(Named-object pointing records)
****************
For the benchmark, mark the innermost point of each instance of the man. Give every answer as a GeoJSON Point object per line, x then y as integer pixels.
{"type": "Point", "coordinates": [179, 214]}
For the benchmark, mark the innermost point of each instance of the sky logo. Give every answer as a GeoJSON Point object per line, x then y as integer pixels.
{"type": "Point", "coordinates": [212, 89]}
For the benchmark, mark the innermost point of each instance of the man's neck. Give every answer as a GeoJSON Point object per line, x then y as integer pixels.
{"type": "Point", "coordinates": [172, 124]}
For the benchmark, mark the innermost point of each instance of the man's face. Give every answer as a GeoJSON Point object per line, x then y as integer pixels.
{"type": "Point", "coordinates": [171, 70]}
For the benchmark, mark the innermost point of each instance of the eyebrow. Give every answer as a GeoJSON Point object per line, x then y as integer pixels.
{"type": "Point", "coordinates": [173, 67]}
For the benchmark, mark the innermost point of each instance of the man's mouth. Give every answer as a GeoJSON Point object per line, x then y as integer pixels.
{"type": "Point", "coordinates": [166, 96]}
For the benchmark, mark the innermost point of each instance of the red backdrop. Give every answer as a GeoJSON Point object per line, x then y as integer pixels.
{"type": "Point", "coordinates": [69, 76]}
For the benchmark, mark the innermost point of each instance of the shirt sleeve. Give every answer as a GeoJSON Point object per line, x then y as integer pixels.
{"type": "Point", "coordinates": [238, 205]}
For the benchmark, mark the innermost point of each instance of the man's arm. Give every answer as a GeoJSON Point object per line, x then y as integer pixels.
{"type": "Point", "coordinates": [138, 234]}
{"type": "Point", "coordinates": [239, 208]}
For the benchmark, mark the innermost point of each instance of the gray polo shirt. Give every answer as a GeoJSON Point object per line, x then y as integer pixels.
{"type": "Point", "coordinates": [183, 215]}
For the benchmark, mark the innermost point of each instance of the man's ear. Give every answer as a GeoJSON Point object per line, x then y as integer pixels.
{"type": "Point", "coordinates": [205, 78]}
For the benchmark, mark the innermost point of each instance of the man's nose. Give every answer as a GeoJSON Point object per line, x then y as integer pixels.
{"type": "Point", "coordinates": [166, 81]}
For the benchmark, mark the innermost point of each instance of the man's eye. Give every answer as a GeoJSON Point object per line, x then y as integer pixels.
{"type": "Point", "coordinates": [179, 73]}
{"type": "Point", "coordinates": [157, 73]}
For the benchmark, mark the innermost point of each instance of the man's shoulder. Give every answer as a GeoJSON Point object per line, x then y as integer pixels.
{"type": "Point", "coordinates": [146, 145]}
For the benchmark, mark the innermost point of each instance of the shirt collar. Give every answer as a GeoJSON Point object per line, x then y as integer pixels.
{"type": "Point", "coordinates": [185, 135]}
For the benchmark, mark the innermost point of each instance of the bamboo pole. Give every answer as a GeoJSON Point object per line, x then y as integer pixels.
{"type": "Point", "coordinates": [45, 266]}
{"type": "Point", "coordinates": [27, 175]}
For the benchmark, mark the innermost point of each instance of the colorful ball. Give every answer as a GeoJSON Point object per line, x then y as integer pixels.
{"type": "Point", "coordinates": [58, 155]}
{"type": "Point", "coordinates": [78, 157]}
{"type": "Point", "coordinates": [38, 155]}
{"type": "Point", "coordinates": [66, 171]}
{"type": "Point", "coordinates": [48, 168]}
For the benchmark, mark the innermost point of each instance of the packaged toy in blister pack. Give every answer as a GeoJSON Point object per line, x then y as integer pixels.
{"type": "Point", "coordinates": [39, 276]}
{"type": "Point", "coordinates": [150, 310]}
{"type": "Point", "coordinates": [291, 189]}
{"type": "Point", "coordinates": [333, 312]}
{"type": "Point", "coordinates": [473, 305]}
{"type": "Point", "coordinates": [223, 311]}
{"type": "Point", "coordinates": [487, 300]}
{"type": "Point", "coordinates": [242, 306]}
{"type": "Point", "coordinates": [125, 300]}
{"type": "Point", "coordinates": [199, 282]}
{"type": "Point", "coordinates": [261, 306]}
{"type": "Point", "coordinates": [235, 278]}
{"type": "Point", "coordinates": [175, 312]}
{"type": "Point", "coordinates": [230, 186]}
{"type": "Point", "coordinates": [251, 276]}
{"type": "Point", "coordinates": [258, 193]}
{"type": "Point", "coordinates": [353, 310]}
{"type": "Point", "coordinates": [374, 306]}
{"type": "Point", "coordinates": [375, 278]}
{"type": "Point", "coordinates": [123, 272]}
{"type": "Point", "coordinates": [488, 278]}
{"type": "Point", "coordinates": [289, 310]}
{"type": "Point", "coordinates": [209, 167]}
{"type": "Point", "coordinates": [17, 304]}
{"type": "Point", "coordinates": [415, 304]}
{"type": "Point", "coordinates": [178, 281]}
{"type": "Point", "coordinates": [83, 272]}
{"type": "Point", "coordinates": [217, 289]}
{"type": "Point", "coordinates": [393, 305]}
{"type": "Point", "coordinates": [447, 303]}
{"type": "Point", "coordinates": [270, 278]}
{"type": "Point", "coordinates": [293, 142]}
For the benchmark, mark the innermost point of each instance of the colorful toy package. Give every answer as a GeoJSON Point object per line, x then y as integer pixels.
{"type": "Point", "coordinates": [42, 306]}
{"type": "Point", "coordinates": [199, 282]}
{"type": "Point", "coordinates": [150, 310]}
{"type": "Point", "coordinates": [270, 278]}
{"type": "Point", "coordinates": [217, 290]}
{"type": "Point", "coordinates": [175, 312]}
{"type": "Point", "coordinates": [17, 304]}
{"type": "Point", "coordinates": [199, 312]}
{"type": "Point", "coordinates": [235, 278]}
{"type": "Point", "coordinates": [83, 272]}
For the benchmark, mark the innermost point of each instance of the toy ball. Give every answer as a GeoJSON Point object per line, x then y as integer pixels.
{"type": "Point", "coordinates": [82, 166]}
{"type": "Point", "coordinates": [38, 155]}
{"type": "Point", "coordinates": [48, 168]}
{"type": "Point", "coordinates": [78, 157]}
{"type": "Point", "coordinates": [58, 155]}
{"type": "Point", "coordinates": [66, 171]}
****************
Exercise brief: Each record above must be given again exactly.

Exercise response:
For the benchmark, mark the innermost point of each instance of the man. Give every answer as a GeoJSON Point object per line, x then y as integer pixels.
{"type": "Point", "coordinates": [179, 214]}
For the benchmark, mark the innermost point of each instance of the sky logo. Give every answer as a GeoJSON Point object per line, x then y as integer pixels.
{"type": "Point", "coordinates": [212, 89]}
For the benchmark, mark the innermost point of each instance of the man's neck. Give every answer as a GeoJSON Point object per line, x then y as integer pixels.
{"type": "Point", "coordinates": [172, 124]}
For the benchmark, mark the innermost point of each instance of the man's face. Give every answer as a GeoJSON Point object per line, x then y as integer pixels.
{"type": "Point", "coordinates": [171, 70]}
For the benchmark, mark the innermost point of each instance of the eyebrow. Give every answer as a GeoJSON Point object per line, x then y as integer pixels.
{"type": "Point", "coordinates": [173, 67]}
For the benchmark, mark the innermost point of each instance of the man's mouth. Give every answer as a GeoJSON Point object per line, x then y as integer pixels.
{"type": "Point", "coordinates": [166, 96]}
For the benchmark, mark the innermost point of each instance of the red backdrop. Give every answer as a GeoJSON Point object per line, x then y as integer pixels.
{"type": "Point", "coordinates": [69, 76]}
For the benchmark, mark the innermost point of each instance of the shirt sleeve. Give every answer as a GeoJSON Point object per line, x then y as integer pixels.
{"type": "Point", "coordinates": [238, 205]}
For the benchmark, mark the innermost point of each instance of the man's arm. Give every answer as a GeoJSON Point object per line, x then y as integer pixels.
{"type": "Point", "coordinates": [138, 234]}
{"type": "Point", "coordinates": [239, 208]}
For the benchmark, mark the innermost point of each instance of the gray polo shirt. Give every answer as a GeoJSON Point object per line, x then y as integer pixels.
{"type": "Point", "coordinates": [183, 215]}
For the benchmark, mark the innermost point of each instance of the man's ear. Give every answer as a GeoJSON Point object per line, x then y as integer pixels.
{"type": "Point", "coordinates": [205, 78]}
For the benchmark, mark the innermost point of each instance of the man's nose. Give every answer as a GeoJSON Point object per line, x then y as integer pixels.
{"type": "Point", "coordinates": [166, 81]}
For the benchmark, mark the innermost point of each instance of the man's eye. Give every answer as a GeoJSON Point object per line, x then y as integer pixels.
{"type": "Point", "coordinates": [179, 73]}
{"type": "Point", "coordinates": [157, 73]}
For the benchmark, mark the innermost point of each instance of the man's shoulder. Give every answer as a GeoJSON Point object per line, x then y as integer pixels.
{"type": "Point", "coordinates": [146, 145]}
For the benchmark, mark the innermost point of each instance of the shirt collar. Give every answer as a GeoJSON Point object per line, x then y as integer pixels.
{"type": "Point", "coordinates": [185, 135]}
For the benchmark, mark the innermost point of each instance of the bamboo pole. Give every answer as a GeoJSON Point object per line, x then y as integer pixels.
{"type": "Point", "coordinates": [45, 266]}
{"type": "Point", "coordinates": [27, 175]}
For the benchmark, mark the innermost point of each instance of the colorful ball. Give every answer as a GeoJSON Point object per line, x then y as integer pixels.
{"type": "Point", "coordinates": [58, 155]}
{"type": "Point", "coordinates": [78, 157]}
{"type": "Point", "coordinates": [38, 155]}
{"type": "Point", "coordinates": [66, 171]}
{"type": "Point", "coordinates": [48, 168]}
For the benchmark, mark the innermost point of each instance of the packaged toy in blister pack. Give every answer as a GeoJSON Point object per line, x then y as integer pixels.
{"type": "Point", "coordinates": [39, 276]}
{"type": "Point", "coordinates": [150, 310]}
{"type": "Point", "coordinates": [291, 189]}
{"type": "Point", "coordinates": [333, 312]}
{"type": "Point", "coordinates": [473, 305]}
{"type": "Point", "coordinates": [223, 311]}
{"type": "Point", "coordinates": [487, 300]}
{"type": "Point", "coordinates": [242, 306]}
{"type": "Point", "coordinates": [125, 300]}
{"type": "Point", "coordinates": [199, 282]}
{"type": "Point", "coordinates": [261, 306]}
{"type": "Point", "coordinates": [235, 278]}
{"type": "Point", "coordinates": [175, 312]}
{"type": "Point", "coordinates": [230, 186]}
{"type": "Point", "coordinates": [251, 276]}
{"type": "Point", "coordinates": [258, 193]}
{"type": "Point", "coordinates": [353, 310]}
{"type": "Point", "coordinates": [374, 306]}
{"type": "Point", "coordinates": [375, 278]}
{"type": "Point", "coordinates": [123, 272]}
{"type": "Point", "coordinates": [488, 278]}
{"type": "Point", "coordinates": [289, 310]}
{"type": "Point", "coordinates": [209, 167]}
{"type": "Point", "coordinates": [17, 304]}
{"type": "Point", "coordinates": [415, 304]}
{"type": "Point", "coordinates": [178, 281]}
{"type": "Point", "coordinates": [83, 272]}
{"type": "Point", "coordinates": [217, 289]}
{"type": "Point", "coordinates": [393, 305]}
{"type": "Point", "coordinates": [447, 303]}
{"type": "Point", "coordinates": [270, 278]}
{"type": "Point", "coordinates": [293, 142]}
For the benchmark, mark the innermost point of each instance of the colorful toy package. Give every answer as a GeoJSON Point object per line, x then y as integer pixels.
{"type": "Point", "coordinates": [42, 306]}
{"type": "Point", "coordinates": [199, 282]}
{"type": "Point", "coordinates": [150, 310]}
{"type": "Point", "coordinates": [270, 278]}
{"type": "Point", "coordinates": [217, 290]}
{"type": "Point", "coordinates": [175, 312]}
{"type": "Point", "coordinates": [17, 304]}
{"type": "Point", "coordinates": [199, 312]}
{"type": "Point", "coordinates": [235, 278]}
{"type": "Point", "coordinates": [83, 272]}
For the benchmark, mark the innermost point of each instance of the toy ball. Give every answer as a GeoJSON Point object per line, x then y as integer pixels.
{"type": "Point", "coordinates": [82, 166]}
{"type": "Point", "coordinates": [38, 155]}
{"type": "Point", "coordinates": [48, 168]}
{"type": "Point", "coordinates": [78, 157]}
{"type": "Point", "coordinates": [58, 155]}
{"type": "Point", "coordinates": [66, 171]}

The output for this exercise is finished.